▶ _Direction_
Can you retype the rows from the start through the line containing "[(541, 278), (363, 323)]", with both ends included, and nothing else?

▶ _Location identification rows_
^^^^^^^^

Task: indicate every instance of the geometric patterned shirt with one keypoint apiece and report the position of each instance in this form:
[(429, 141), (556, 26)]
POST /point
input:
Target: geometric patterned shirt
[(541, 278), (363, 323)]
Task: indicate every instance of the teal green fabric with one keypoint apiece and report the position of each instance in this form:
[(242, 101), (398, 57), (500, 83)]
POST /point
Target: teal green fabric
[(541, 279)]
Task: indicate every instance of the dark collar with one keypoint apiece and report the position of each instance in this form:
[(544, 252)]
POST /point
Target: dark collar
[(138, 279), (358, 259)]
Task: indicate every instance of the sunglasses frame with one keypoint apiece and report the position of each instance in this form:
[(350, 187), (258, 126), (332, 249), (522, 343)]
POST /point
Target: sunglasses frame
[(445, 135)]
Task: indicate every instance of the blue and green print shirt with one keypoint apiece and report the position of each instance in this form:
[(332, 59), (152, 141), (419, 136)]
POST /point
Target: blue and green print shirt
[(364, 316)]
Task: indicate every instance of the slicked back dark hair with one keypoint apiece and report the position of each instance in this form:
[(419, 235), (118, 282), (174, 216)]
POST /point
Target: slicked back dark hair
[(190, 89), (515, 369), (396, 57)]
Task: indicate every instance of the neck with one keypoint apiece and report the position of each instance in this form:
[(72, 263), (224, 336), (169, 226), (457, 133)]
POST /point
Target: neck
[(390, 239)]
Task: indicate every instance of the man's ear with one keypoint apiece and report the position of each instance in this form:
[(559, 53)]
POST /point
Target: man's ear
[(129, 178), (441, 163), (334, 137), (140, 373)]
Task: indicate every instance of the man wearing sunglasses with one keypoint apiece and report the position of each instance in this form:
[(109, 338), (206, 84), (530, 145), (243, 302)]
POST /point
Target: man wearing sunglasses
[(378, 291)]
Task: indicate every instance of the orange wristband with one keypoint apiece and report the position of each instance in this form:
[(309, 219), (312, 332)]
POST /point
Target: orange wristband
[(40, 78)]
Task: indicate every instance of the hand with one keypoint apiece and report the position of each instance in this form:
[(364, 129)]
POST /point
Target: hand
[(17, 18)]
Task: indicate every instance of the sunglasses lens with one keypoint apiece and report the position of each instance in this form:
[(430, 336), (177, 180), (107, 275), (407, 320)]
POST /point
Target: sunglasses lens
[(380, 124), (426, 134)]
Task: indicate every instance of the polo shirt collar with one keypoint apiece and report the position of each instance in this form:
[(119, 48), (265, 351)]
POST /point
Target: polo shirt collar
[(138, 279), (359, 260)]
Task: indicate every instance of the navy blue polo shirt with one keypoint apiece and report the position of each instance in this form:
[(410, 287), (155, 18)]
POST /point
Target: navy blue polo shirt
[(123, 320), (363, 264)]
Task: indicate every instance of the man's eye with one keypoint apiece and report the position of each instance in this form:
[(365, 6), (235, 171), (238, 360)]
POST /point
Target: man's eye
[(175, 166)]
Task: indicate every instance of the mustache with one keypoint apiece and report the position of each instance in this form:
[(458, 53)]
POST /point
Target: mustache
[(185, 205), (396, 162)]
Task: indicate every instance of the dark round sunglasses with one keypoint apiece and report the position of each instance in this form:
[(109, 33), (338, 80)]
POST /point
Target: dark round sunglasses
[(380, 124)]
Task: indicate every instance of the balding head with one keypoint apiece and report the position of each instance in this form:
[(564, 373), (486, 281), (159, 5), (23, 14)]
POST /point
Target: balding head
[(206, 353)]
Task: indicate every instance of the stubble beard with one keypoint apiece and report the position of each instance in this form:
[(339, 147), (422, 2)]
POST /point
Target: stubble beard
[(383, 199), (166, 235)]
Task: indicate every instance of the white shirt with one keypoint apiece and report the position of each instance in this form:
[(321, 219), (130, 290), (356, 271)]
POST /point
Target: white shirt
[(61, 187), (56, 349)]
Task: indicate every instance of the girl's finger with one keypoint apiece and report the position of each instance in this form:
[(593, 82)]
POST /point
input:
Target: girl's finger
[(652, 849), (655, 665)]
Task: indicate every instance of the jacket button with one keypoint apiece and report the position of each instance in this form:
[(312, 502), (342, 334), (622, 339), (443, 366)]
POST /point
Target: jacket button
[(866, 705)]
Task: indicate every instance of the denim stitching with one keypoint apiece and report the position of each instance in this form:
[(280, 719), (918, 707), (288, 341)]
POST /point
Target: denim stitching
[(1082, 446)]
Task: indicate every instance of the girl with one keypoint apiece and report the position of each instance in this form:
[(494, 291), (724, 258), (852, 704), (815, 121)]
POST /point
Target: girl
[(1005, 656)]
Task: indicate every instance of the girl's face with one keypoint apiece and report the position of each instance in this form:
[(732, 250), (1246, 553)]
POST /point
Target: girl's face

^^^^^^^^

▶ _Task response_
Task: indicate every instance of the geometric patterned shirt with one keypoint apiece and report the position of each instance in this form:
[(429, 141), (556, 26)]
POST /point
input:
Target: geometric patterned shirt
[(541, 278), (363, 323)]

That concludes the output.